Set tasks
**1.** From the reviews of Brookner novels, return word for word the part that opens with the words containing "Incidents in the Rue Laugier (1996): Brookner’s" and closes with "been happier alone.".
**2.** Carry the reviews of Brookner novels forward from their final sentence.

----- Text excerpt -----

Incidents in the Rue Laugier (1996): Brookner’s protagonists often find themselves the uncomfortable outsider in life, either as the French person in the company of English as is Maud Gonier (for Brookner, a relatively young woman during the meat of this novel), or as a Jew (though generally unspoken) in others… As Maud is readied for the marriage market by her pushy mother, she meets a suitable if roguish Englishman named David Tyler… After a rather intense affair, she is cast off to one of his friend, the mild Edward Harrison. Disappointment ensues. Surely other Brookner heroines have had happier fates, and one thinks perhaps Maud would have been happier alone.

Hotel Du Lac (1985, re-read in 1996): Well here is my #1 book of the month by a longshot. I reread it to lead our (Mequon) in-store book group and what a fascinating conversation we had. Edith Hope is a writer of romance, who is holed up in a Swiss hotel, living out the infamy of a bad decision she made in London. What is that decision? (Hope observes the other occupants of the hotel and winds up finding herself in another romantic quandary. I called this novel, her fourth, one of the most accessible Brookners.)

Altered States (1997): Alan Sherwood is seduced by a temptress, Sarah Miller, but settles into marriage with her hanger-on, Angela Milson. Anyone who has read Incidents in the Rue Laugier will recognize this plot. Brookner has reversed the genders and changed the perspective from omniscient to first-person. Brookner has also replaced the resignation of Incident to anger here… Brookner captures the intensity of doomed longing as well as anyone, despite making Sarah almost humorously monstrous.

The Debut (published in 1981 as A Start in Life, read in 1997): Despite the unusual note of hope at the end of The Debut, Brookner’s novel has a rich maturity that stands up to her later works. Of course we cannot be certain that this is Brookner’s first novel at all, only her first published one. This is the one book not published in hardcover by Pantheon or Random House, but by shuttered imprint Linden Press, Simon's boutique imprint headed by Joni Evans, which is why since 2018 it a Simon and Schuster paperback. At right is a UK edition, far more livelier than any American jacket I've come across.

Visitors (1998): After two novels that swept through the years, dealing with wrong romantic choices of one’s youth, Brookner returns to the present and an elder heroine. Dorothea May, known variously as Thea and Mrs. May, is a childless woman of 70, married late and widowed early, who is convinced to take in guests for her husband’s cousin’s wedding… Her guest, Steve Best, both annoys and intrigues her, intruding on her lonely life, disrupting routing, and unnerving her reserve. This does not cause any change in Thea’s life, but is more of a springboard for contemplation.

Falling Slowly (1999): Miriam Sharpe is a translator in London, divorced, and living with her younger sister Beatrice, an accompanist. Fringe dwellers of a sophisticated set, they have forsaken love and marriage for semi-solitude… I recently saw Brookner’s novels referred to as anti-romances, and in Falling Slowly, Brookner conforms to that genre by tying up every loose end in the saddest possible way… (this dropped back to #3)

----- Given entries -----

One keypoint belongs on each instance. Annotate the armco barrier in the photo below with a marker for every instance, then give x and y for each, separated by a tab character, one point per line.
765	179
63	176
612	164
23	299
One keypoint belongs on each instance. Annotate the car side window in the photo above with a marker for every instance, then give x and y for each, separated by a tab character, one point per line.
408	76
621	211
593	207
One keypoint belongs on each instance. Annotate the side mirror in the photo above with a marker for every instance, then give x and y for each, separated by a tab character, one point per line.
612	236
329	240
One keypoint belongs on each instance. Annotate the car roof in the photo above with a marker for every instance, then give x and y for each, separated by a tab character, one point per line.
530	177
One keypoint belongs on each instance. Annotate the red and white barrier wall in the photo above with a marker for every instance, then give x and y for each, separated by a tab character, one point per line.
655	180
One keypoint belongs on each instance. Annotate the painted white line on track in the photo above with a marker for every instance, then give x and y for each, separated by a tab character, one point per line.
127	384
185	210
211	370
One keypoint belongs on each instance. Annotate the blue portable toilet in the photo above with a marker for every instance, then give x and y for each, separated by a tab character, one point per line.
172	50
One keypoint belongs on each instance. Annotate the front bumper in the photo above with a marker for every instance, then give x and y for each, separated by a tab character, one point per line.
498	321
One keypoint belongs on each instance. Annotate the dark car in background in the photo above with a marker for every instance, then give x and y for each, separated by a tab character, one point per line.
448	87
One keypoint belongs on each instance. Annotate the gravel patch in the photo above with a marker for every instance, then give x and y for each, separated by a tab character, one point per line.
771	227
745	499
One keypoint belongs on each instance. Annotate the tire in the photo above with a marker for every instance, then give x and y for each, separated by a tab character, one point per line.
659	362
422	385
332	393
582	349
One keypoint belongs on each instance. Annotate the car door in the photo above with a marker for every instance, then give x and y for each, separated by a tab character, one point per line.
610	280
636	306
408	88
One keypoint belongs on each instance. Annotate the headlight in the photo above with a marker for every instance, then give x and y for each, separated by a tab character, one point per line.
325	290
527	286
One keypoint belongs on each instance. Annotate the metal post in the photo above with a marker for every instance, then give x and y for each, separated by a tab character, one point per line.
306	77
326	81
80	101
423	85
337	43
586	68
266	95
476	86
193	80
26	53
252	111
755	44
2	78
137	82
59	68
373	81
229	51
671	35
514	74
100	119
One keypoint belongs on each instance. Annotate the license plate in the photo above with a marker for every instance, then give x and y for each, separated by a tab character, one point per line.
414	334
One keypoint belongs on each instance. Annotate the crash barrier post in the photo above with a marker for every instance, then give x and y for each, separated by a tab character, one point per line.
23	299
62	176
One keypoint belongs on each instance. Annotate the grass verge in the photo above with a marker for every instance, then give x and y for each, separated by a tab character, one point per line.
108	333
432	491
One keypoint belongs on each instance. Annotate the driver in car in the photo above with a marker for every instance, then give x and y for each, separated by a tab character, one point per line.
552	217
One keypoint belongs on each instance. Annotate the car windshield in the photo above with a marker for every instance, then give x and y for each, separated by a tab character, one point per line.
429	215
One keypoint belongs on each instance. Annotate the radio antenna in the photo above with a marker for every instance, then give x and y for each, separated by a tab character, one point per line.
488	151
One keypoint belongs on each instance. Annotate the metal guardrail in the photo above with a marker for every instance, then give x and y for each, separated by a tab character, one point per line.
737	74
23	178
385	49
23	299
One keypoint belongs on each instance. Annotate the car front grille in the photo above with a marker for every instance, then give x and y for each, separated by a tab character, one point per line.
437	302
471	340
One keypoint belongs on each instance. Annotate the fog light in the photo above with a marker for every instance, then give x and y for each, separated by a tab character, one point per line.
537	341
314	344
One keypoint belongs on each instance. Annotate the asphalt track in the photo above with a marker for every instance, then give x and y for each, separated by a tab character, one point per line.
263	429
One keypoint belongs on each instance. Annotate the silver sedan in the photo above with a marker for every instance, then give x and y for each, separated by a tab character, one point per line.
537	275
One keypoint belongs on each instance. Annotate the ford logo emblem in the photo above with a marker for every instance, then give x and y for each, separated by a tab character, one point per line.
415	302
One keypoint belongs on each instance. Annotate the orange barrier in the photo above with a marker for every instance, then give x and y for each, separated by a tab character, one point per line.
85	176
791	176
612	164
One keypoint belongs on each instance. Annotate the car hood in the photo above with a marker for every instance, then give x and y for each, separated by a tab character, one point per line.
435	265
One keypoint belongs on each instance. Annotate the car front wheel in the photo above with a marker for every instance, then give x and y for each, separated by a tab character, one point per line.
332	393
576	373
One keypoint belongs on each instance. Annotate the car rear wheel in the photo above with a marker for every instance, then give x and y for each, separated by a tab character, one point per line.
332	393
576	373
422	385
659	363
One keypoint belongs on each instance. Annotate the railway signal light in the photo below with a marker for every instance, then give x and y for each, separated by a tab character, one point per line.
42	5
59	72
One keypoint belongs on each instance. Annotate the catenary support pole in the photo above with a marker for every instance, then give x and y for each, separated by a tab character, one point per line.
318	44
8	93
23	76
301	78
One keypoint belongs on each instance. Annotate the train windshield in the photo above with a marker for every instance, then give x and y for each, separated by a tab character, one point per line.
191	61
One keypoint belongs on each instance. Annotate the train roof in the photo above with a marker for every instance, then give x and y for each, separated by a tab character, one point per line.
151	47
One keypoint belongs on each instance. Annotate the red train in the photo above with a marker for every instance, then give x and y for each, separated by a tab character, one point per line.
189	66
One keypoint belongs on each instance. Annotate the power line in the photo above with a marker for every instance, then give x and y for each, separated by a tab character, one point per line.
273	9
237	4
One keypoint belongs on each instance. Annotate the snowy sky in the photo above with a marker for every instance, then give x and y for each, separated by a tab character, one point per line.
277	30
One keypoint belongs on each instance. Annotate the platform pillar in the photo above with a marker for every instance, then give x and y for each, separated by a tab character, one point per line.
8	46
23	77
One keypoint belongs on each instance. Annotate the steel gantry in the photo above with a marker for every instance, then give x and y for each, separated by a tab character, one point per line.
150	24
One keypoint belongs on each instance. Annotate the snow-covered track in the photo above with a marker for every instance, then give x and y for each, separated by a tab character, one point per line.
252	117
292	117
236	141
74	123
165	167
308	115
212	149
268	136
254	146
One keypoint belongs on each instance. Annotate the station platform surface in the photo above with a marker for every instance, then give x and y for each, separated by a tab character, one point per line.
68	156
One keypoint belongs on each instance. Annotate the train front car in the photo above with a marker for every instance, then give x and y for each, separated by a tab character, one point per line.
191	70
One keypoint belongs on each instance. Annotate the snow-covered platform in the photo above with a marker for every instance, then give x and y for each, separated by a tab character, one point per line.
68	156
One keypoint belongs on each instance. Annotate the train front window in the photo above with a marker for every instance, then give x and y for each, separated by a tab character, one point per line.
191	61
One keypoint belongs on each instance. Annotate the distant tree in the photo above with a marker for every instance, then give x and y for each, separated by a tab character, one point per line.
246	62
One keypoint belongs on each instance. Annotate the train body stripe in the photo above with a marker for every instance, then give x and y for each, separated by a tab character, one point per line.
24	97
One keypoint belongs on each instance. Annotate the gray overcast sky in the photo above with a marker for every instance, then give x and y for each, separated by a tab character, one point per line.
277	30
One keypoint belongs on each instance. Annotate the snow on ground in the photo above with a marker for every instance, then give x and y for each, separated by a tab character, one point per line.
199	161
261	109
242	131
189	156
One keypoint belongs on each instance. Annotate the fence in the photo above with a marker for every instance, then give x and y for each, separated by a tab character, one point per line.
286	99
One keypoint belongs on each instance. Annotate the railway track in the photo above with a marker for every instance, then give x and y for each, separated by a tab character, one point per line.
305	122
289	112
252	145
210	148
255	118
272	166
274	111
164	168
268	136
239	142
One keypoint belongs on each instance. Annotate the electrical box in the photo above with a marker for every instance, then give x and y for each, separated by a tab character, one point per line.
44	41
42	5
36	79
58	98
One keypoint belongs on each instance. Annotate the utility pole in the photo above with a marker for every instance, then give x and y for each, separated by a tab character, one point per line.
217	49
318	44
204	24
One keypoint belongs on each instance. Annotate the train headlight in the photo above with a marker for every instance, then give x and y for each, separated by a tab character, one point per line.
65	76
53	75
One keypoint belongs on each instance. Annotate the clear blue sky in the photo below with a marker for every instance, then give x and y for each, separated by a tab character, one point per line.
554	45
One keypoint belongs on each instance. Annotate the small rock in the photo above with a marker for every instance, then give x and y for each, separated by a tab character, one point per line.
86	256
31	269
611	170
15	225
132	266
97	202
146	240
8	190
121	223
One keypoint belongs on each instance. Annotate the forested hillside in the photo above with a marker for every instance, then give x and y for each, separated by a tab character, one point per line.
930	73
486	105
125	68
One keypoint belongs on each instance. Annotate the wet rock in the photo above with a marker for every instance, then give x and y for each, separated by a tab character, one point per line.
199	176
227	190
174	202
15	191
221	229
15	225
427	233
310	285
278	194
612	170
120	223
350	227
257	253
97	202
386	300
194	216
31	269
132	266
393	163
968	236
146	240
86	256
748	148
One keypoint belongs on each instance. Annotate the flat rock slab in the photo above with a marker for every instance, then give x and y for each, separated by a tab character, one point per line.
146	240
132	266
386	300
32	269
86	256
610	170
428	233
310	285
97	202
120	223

-----

Answer set
**1.**
Incidents in the Rue Laugier (1996): Brookner’s protagonists often find themselves the uncomfortable outsider in life, either as the French person in the company of English as is Maud Gonier (for Brookner, a relatively young woman during the meat of this novel), or as a Jew (though generally unspoken) in others… As Maud is readied for the marriage market by her pushy mother, she meets a suitable if roguish Englishman named David Tyler… After a rather intense affair, she is cast off to one of his friend, the mild Edward Harrison. Disappointment ensues. Surely other Brookner heroines have had happier fates, and one thinks perhaps Maud would have been happier alone.

**2.**
Undue Influence (2000): Some Brookner fans seem to have taken Undue Influence as one of the best, but I begged to differ. Claire Pitt, on her own after the death of her mother, is a clerk in a second-hand bookstore run by two elderly sisters. Widower Martin Gibson becomes a semi-regular customer, and Claire an he begin an affair. Despite his seeming weaknesses, she hopes to marry him. Needless to say, happiness isn’t exactly around the corner for Brookner heroines (#5 for the month)

The Bay of Angels (2001): Is life like a fairy tale? That’s what Zoe Cunningham believes, as she and her mother live quietly in Edith Grove. Then a happy ending does come into her life Simon is older, Jewish, and owns a house in France. Eventually that’s where Zoe's mother settles, but something still seems wrong... All Brookner novels are special. However, even I can understand how readers can get the one where the woman never recovered from the bad affair and died a spinster confused with the one where she married on the rebound and died after a lifeless marriage. (Back at #1 – Ah, a theme! The aftermath of love. In this book, I note that Brookner sees an alternative besides impossible happiness and a lifetime of despair).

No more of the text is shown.